▶ [AIM OF THE EXERCISE] Repeat the data exactly as it appears.

▶ [INFORMATION PROVIDED]
________

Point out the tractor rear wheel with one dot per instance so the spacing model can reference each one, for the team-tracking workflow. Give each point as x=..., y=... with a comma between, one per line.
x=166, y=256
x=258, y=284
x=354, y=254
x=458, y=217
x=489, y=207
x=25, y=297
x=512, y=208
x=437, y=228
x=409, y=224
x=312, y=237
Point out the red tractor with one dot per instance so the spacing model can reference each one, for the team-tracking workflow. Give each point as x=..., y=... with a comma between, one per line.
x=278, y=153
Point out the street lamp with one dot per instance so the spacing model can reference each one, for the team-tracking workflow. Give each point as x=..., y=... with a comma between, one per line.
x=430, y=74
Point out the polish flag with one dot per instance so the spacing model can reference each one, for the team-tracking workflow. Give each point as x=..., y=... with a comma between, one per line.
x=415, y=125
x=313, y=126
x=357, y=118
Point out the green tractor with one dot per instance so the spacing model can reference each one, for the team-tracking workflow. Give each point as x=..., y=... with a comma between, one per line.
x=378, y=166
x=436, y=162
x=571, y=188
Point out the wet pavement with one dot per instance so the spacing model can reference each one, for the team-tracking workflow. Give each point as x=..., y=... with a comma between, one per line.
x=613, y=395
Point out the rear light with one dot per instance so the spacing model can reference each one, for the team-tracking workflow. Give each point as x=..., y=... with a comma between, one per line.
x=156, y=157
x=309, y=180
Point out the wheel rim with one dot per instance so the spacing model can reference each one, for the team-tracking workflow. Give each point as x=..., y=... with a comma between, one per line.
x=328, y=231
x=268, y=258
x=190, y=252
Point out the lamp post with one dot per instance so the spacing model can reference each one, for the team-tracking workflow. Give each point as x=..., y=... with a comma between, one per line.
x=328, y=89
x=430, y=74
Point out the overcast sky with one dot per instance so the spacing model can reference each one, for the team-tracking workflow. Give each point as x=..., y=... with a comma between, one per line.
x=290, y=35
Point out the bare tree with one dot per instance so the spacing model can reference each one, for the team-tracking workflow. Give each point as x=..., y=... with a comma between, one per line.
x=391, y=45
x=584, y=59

________

▶ [RESPONSE]
Point out the tractor rear wheel with one dot per instance so the spacing model can reference each one, for the team-tracking workflow. Give each point as x=..., y=... with a comma between, one per line.
x=166, y=256
x=258, y=284
x=354, y=254
x=458, y=217
x=489, y=207
x=25, y=297
x=512, y=208
x=437, y=228
x=409, y=224
x=312, y=237
Point out the red tractor with one dot per instance so the spacing model can reference each one, for the team-tracking workflow. Give each point as x=..., y=... with a comma between, one per line.
x=278, y=153
Point out the street lamp with one dot per instance so the spacing model can reference each one, for the team-tracking workflow. Give each point as x=..., y=... with a comma between, one per line.
x=430, y=74
Point out the polish flag with one dot per instance so the spacing model can reference each one, for the team-tracking workflow. Give each point as x=..., y=... with a comma between, one per line.
x=415, y=125
x=313, y=126
x=357, y=118
Point out the green tractor with one dot per instance so the spacing model can reference each one, for the team-tracking workflow. Give each point as x=..., y=... with a comma between, one per line.
x=378, y=166
x=436, y=162
x=571, y=188
Point out the wet pavement with one dot per instance so the spacing model can reference each one, for the team-tracking workflow. Give each point as x=..., y=... with a comma between, one per line.
x=613, y=395
Point out the rear light with one dot per instance so the spacing model can reference each one, for the team-tracking workflow. Give each point as x=..., y=... with a comma between, one per line.
x=156, y=157
x=309, y=180
Point out the wheel rim with one dot per instance so the spacing model can reference each one, for the team-tracking workflow. Give each point as x=..., y=... with a comma between, one per line.
x=328, y=231
x=268, y=258
x=190, y=252
Point out the lamp post with one dot per instance so the spacing model can reference each one, for the team-tracking workflow. Give each point as x=..., y=... with a comma between, one per line.
x=328, y=89
x=430, y=74
Point out the overcast sky with one dot per instance so the spacing model can reference each one, for the team-tracking workflow. Give each point as x=..., y=... with a comma between, one per line.
x=290, y=35
Point out the bare tree with one dot per instance so the spacing model can reference each one, for the team-tracking workflow. Give each point as x=..., y=... with a comma between, one per line.
x=391, y=45
x=584, y=59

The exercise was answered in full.